Dataset entries:
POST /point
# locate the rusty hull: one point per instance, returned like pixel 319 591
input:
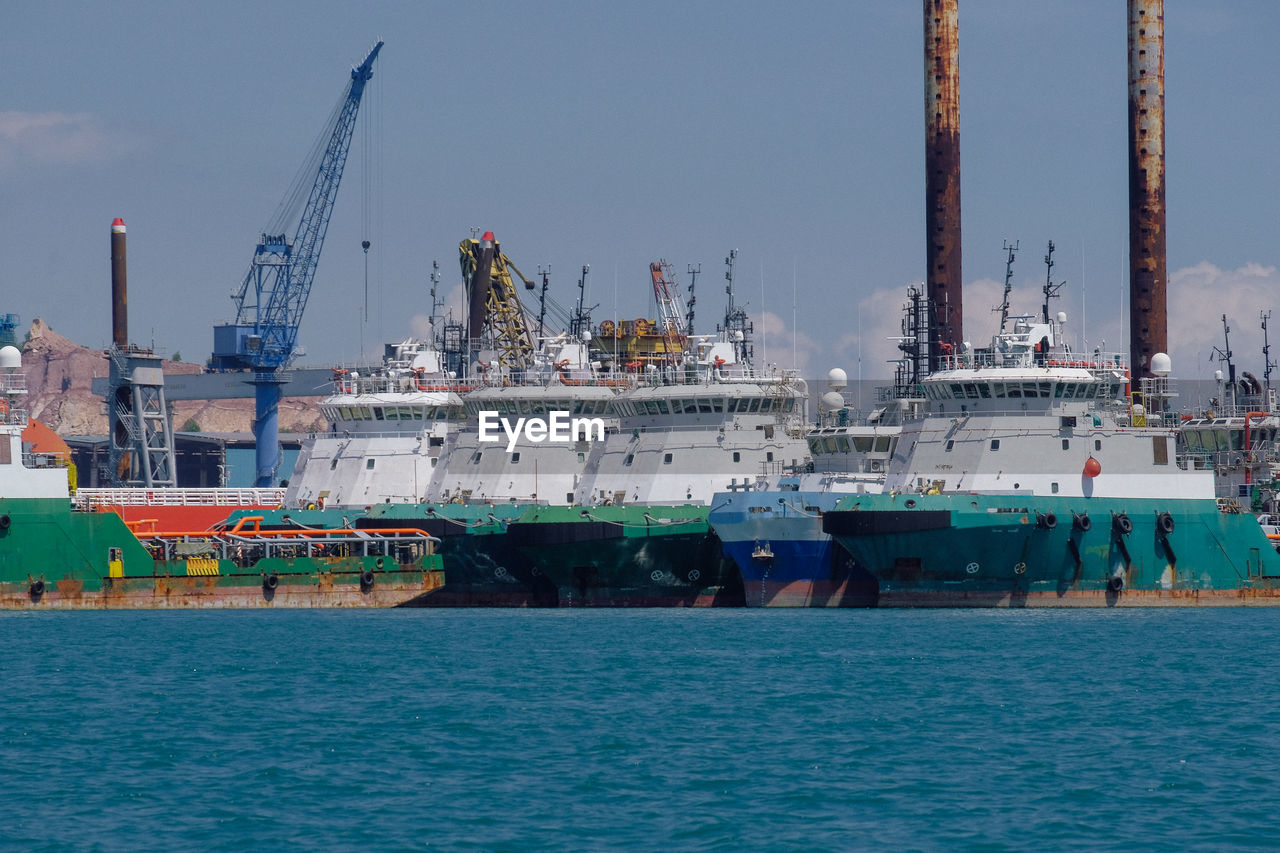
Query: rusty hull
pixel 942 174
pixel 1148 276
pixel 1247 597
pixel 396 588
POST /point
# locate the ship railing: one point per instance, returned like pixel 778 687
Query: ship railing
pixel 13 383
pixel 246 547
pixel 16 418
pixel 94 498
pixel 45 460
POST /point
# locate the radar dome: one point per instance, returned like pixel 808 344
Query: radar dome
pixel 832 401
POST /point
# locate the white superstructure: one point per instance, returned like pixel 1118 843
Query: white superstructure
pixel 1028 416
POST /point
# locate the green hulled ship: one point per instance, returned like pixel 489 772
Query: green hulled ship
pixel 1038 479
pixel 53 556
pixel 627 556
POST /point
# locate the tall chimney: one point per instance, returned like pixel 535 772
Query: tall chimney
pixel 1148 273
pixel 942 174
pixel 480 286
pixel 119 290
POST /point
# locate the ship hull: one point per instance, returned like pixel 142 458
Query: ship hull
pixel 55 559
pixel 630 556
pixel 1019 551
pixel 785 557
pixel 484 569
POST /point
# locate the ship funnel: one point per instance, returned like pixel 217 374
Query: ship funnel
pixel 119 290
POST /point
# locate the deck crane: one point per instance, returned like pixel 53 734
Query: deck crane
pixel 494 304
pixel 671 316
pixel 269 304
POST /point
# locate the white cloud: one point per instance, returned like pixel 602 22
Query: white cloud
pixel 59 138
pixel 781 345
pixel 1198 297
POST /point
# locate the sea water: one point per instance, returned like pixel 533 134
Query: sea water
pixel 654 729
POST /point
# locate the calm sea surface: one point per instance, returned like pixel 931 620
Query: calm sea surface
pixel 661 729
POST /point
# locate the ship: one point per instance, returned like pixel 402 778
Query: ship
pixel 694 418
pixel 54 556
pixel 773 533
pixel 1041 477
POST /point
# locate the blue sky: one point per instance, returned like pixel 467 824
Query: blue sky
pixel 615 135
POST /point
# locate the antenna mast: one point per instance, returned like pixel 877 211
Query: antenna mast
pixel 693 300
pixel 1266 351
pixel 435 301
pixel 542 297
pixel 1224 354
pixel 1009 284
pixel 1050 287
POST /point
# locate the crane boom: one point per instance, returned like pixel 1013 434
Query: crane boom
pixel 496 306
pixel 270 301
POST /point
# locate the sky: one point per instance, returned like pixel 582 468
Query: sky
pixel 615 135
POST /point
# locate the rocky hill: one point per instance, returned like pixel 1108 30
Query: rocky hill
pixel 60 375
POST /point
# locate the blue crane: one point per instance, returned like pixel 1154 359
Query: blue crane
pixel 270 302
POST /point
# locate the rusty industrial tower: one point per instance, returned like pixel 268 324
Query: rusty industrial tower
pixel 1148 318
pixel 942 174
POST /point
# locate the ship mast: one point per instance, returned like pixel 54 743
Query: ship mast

Action item —
Repeat the records in full, precisely, and keep the pictures out.

Task solution —
POST /point
# locate the rusty hull: one point per instance, returned like pixel 319 591
input:
Query: rusty hull
pixel 942 174
pixel 1148 276
pixel 1247 597
pixel 396 588
POST /point
# locate the ship railing: one point per instance, returned like pixel 778 687
Query: ship railing
pixel 13 383
pixel 246 547
pixel 16 418
pixel 94 498
pixel 45 460
POST /point
# locate the radar dome: one point per instance, returned like pixel 808 344
Query: radar dome
pixel 832 401
POST /point
# locate the white superstructure: one point per instance, returned like pixel 1118 843
Query: white superstructure
pixel 1028 416
POST /point
# locate the green hulled ship: one point per instance, returned like pixel 489 772
Query: green hulled ship
pixel 1038 479
pixel 53 556
pixel 627 556
POST /point
# locate the tall chimney: one point per instance, returned like pixel 535 772
Query: tall chimney
pixel 1148 273
pixel 942 174
pixel 480 286
pixel 119 290
POST /point
# locate the ship hull: one point per instance, returned like pixel 142 458
Query: ship hull
pixel 55 559
pixel 630 556
pixel 1019 551
pixel 785 557
pixel 484 569
POST /point
# locate the ship funnel: one point per instance, returned like pixel 217 374
Query: ship funnel
pixel 119 290
POST /point
# locate the deck crane: one point per instance, returned like pixel 53 734
Query: deck crane
pixel 494 304
pixel 671 316
pixel 269 304
POST /point
# locate the white cloud: one point per instance, returned like pixel 602 22
Query: white cloud
pixel 59 138
pixel 781 345
pixel 1198 297
POST /point
# locate the sea water: one point per instance, returned like pixel 533 134
Query: sea water
pixel 654 729
POST /point
# locate the calm sea surface: one point per instance, returned like pixel 931 620
Query: calm sea surface
pixel 661 729
POST /point
# locate the ship: one point per instance, returned like pixel 402 778
Query: ship
pixel 694 418
pixel 54 556
pixel 773 533
pixel 1041 477
POST /point
# locate the blue sky: one point per instance, returned like pixel 467 824
Query: blue sky
pixel 615 135
POST /point
# locate the antenna mast: one point per instance, returned like pixel 877 211
Query: antenna mast
pixel 693 300
pixel 1266 351
pixel 435 301
pixel 542 297
pixel 1224 354
pixel 1009 284
pixel 1050 287
POST /point
# locate the crane boom: one point per instance, returned like pixel 1013 434
Query: crane boom
pixel 496 306
pixel 270 301
POST /point
# locate the sky: one point per instance, returned like pixel 582 468
Query: sky
pixel 615 135
POST /point
# locate the rocky hill: one point per instance, returned like pixel 1108 30
Query: rocky hill
pixel 60 375
POST /point
# locate the blue crane: one point per instance, returned like pixel 1154 359
Query: blue crane
pixel 270 302
POST /point
# locate the rusty industrial tower: one point per instance, returned like pixel 268 324
Query: rusty industrial tower
pixel 1148 318
pixel 942 174
POST /point
# locate the ship mast: one point per instance, returned like pixel 54 743
Query: ship mast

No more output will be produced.